(Extracted data Opens)

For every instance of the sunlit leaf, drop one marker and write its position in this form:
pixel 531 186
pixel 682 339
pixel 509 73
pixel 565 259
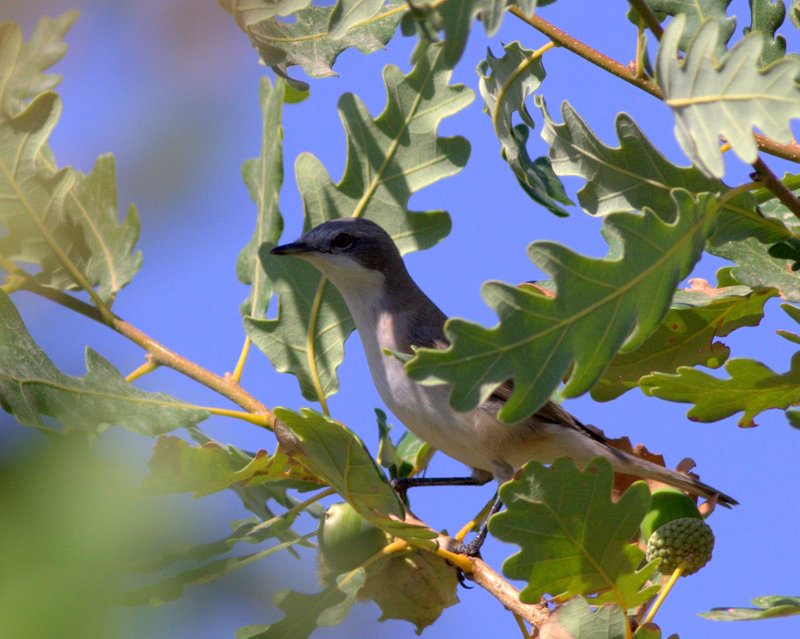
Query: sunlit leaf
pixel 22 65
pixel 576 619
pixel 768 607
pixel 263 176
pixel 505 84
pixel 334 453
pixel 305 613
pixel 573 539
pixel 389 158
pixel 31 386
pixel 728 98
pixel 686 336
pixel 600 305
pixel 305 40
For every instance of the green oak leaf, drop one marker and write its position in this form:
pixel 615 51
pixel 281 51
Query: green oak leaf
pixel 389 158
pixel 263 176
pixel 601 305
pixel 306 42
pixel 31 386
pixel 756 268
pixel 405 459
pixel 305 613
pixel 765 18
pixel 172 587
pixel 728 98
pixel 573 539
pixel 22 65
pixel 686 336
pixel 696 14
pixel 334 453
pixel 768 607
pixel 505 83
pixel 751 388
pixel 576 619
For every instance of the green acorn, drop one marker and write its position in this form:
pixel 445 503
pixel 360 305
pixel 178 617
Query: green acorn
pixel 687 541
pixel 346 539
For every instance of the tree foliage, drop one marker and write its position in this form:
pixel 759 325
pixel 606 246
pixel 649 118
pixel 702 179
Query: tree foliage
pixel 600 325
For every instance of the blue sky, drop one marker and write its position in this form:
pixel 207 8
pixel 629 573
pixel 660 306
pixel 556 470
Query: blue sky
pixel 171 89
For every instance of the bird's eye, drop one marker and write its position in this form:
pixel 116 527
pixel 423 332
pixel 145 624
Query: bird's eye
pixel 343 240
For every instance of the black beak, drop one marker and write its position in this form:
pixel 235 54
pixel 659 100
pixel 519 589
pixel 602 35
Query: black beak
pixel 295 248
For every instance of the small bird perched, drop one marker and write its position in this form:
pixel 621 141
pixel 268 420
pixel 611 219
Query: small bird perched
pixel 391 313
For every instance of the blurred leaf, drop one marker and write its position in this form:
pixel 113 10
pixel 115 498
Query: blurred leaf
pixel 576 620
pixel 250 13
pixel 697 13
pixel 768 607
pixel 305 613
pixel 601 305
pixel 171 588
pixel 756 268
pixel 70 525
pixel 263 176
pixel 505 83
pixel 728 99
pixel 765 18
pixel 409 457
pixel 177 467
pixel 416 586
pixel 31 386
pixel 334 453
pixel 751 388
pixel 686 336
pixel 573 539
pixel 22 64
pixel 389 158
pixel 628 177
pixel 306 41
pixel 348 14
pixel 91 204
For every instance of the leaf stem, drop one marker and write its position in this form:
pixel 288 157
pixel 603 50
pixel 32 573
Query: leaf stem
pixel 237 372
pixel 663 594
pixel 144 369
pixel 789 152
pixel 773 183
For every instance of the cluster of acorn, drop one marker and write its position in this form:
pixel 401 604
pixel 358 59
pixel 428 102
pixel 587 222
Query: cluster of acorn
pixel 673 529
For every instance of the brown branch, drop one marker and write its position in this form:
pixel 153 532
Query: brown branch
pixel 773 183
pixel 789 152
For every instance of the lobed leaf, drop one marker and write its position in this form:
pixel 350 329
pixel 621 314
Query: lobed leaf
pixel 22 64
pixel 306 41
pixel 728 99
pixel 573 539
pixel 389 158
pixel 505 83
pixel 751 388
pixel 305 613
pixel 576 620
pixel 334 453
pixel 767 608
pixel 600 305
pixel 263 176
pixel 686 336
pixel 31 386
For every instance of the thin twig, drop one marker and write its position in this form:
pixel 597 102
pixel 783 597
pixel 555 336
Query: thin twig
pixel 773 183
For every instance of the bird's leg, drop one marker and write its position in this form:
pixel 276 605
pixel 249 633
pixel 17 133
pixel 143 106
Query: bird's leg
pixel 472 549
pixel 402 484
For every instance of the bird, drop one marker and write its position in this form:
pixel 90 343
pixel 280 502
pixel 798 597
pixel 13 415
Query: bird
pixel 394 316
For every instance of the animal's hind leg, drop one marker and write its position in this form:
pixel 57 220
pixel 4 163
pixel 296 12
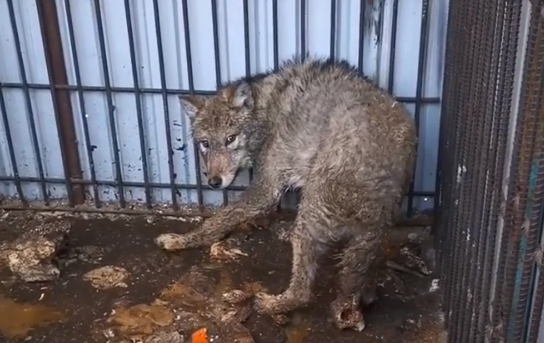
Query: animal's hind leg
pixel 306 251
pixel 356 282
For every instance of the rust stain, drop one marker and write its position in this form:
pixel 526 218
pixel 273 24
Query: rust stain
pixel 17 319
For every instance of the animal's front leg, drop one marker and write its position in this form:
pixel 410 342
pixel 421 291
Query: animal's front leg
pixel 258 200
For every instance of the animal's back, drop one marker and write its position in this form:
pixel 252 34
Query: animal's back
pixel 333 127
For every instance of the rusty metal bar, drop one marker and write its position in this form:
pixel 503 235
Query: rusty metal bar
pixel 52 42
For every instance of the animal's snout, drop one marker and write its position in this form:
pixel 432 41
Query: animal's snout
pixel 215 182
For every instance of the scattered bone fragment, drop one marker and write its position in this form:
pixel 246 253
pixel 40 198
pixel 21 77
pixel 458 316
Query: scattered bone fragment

(Extracted data Closes)

» Your goal
Determine how many lines in the data above contain the string "scattered". Give nothing except the number.

» Response
2